## Start Supplied data

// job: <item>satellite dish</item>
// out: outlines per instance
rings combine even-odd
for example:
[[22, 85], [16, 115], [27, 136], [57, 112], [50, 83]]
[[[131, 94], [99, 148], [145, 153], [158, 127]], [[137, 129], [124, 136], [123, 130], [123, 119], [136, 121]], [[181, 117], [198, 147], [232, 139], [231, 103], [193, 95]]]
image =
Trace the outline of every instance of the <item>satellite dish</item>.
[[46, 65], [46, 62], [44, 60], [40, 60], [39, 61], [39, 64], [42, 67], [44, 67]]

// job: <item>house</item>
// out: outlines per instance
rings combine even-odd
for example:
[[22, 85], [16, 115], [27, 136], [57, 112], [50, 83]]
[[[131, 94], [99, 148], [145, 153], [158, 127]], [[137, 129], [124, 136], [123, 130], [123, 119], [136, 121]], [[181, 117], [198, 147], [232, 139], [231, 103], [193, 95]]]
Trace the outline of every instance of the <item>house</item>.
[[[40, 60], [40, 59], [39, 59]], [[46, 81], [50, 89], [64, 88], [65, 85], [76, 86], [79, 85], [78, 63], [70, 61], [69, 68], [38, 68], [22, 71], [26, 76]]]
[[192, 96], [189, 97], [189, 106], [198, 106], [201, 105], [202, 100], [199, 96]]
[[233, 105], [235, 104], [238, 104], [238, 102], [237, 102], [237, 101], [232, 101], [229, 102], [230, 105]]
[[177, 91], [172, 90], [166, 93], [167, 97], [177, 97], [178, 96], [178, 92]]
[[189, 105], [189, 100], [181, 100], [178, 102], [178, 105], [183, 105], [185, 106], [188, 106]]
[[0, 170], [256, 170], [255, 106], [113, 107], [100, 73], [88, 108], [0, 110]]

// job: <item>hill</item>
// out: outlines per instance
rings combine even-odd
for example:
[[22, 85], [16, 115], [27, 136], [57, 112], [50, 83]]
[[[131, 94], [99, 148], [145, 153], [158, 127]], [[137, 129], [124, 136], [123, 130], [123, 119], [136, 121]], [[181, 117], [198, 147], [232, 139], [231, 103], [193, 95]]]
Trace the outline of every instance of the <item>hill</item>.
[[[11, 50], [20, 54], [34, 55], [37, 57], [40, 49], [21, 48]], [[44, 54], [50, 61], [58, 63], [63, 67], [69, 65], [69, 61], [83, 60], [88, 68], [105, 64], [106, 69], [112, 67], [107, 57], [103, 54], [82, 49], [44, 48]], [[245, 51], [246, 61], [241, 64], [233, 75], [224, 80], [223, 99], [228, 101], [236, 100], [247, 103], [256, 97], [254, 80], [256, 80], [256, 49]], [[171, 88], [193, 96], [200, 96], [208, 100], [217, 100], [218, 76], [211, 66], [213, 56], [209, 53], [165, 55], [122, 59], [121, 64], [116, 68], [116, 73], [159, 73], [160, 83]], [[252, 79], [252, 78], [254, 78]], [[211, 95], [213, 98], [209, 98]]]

## End Supplied data

» **What is expected**: Revise the listing from its first line through the line containing "108], [0, 110]]", replacing "even-odd" with "nonzero" and leaving everything else unchanged.

» **Final result**:
// job: <item>satellite dish</item>
// out: outlines per instance
rings combine nonzero
for example:
[[22, 85], [16, 115], [27, 136], [57, 112], [50, 83]]
[[[131, 94], [99, 148], [145, 153], [158, 127]], [[137, 129], [124, 136], [123, 130], [123, 119], [136, 121]], [[181, 117], [198, 147], [232, 139], [231, 103], [193, 95]]]
image =
Trace the outline of every instance of the <item>satellite dish</item>.
[[46, 65], [46, 62], [44, 60], [40, 60], [39, 61], [39, 64], [42, 67], [44, 67]]

// job: <item>house</item>
// out: outlines per instance
rings combine nonzero
for example:
[[22, 85], [16, 115], [27, 136], [57, 112], [50, 83]]
[[[131, 94], [99, 148], [145, 153], [158, 127]], [[137, 129], [124, 136], [123, 130], [123, 119], [136, 121]], [[181, 117], [198, 147], [232, 139], [231, 103], [193, 95]]]
Trace the outline of every instance of the <item>house</item>.
[[[40, 60], [40, 59], [39, 59]], [[46, 81], [50, 89], [64, 88], [65, 85], [76, 86], [79, 85], [78, 63], [70, 61], [69, 68], [38, 68], [22, 71], [26, 76]]]
[[192, 96], [189, 97], [189, 106], [198, 106], [201, 105], [202, 100], [199, 96]]
[[233, 105], [235, 104], [238, 104], [238, 102], [237, 102], [237, 101], [232, 101], [229, 102], [230, 105]]
[[177, 91], [172, 90], [166, 93], [167, 97], [177, 97], [178, 96], [178, 92]]
[[189, 105], [189, 100], [181, 100], [178, 102], [178, 105], [183, 105], [185, 106], [188, 106]]
[[0, 170], [256, 170], [255, 106], [113, 107], [100, 73], [88, 108], [0, 110]]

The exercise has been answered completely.